ЗАДАНИЕ A: Выпишите из документа ниже названия всех населённых пунктов, упомянутых в воспоминаниях о «Катюшах», без учёта слов, образованных от названий.

ДОКУМЕНТ:
------------------------

Счастье, что дело, начатое им, не пропало. Дважды в год в Мясном Бору работает экспедиция «Долина», возглавляемая младшим братом Орлова, Александром. Съезжаются сюда молодые ребята из всех уголков нашей страны, выносят из леса моих непохороненных товарищей и клянутся приезжать сюда снова и снова – до тех пор, пока не останется в Долине смерти ни одного солдата, брошенного на поле боя. Низкий поклон ребятам от нас, стариков – участников Любанской операции – одной из самых страшных страниц истории отечественной войны. Она столь же страшна, сколь и позорна для живых, не знающих подлинной правды о войне.

И. И. Калабин,

шофер, бывш. рядовой 839-го гап РГК

И. И. Исаков
«Катюши» в Мясном Бору

Личный состав нашего полка гвардейских минометов состоял из студентов 3-го курса математического факультета Института им. Герцена. С началом войны нас перевели в 3-е Ленинградское артиллерийское училище и уже в ноябре выпустили лейтенантами.

Перед Новым годом полк в составе трех дивизионов, имевший 24 орудия М-13 на тракторной гусеничной тяге, выгрузился в Малой Вишере. Оттуда в середине января скрытно, лесными просеками, через форсированный уже Волхов мы подошли к Мясному Бору. Здесь шли упорные бои. Немец давил минометным огнем из Спасской Полисти, хорошо укрепленного опорного пункта, и пехота несла большие потери.

------------------------

ЗАПИСИ:
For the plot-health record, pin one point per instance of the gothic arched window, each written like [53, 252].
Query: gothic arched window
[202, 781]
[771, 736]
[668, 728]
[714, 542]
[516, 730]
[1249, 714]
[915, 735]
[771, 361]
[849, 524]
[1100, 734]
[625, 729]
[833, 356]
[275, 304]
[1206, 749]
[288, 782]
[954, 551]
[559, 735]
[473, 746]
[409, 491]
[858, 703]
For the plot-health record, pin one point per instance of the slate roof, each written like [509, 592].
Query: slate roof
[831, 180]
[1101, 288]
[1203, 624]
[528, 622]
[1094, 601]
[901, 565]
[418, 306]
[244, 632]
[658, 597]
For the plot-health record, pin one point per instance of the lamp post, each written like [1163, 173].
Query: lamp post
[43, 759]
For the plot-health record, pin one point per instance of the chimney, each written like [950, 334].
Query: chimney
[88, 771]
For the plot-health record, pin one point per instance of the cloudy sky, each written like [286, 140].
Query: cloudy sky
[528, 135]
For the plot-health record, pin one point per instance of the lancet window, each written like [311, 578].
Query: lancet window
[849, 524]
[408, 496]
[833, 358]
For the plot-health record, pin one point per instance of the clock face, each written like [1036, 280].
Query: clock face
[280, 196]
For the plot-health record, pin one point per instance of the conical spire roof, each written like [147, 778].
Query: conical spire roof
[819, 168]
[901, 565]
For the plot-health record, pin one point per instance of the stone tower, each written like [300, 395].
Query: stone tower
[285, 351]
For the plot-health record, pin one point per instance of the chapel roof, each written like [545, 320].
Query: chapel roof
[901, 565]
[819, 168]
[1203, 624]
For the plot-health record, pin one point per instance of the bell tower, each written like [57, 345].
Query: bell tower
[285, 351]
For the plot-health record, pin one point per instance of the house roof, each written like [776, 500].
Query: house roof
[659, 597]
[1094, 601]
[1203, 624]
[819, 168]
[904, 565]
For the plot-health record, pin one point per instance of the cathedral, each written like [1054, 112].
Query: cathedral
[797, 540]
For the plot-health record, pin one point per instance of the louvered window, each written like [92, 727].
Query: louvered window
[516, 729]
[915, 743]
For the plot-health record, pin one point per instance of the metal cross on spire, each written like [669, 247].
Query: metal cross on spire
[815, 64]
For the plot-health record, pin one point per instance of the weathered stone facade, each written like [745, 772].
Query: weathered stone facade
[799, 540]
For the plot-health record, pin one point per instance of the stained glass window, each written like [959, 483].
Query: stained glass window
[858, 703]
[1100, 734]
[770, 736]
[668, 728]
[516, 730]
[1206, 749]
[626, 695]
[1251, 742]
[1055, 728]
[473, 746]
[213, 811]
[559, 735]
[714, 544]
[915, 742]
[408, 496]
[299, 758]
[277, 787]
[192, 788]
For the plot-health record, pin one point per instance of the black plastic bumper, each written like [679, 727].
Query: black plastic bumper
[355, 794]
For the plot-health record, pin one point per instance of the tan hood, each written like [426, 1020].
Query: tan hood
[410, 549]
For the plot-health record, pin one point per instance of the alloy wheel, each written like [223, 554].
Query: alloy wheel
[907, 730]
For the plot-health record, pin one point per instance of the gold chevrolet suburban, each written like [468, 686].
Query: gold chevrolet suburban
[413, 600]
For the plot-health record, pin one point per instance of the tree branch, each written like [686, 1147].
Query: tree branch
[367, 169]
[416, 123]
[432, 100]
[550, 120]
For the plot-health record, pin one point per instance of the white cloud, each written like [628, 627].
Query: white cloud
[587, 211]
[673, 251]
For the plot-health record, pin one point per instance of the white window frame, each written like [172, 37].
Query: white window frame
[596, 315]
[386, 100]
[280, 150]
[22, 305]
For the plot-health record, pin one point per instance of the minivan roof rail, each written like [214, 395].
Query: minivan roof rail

------------------------

ЗАДАНИЕ B: Пожалуйста, перечислите все строки записей, в которых есть слово "metal", с учётом регистра.

ПОЛНЫЙ ОТВЕТ A: Малая Вишера, Мясной Бор, Спасская Полисть.

ПОЛНЫЙ ОТВЕТ B:
For the plot-health record, pin one point per instance of the metal cross on spire, each written like [669, 247].
Query: metal cross on spire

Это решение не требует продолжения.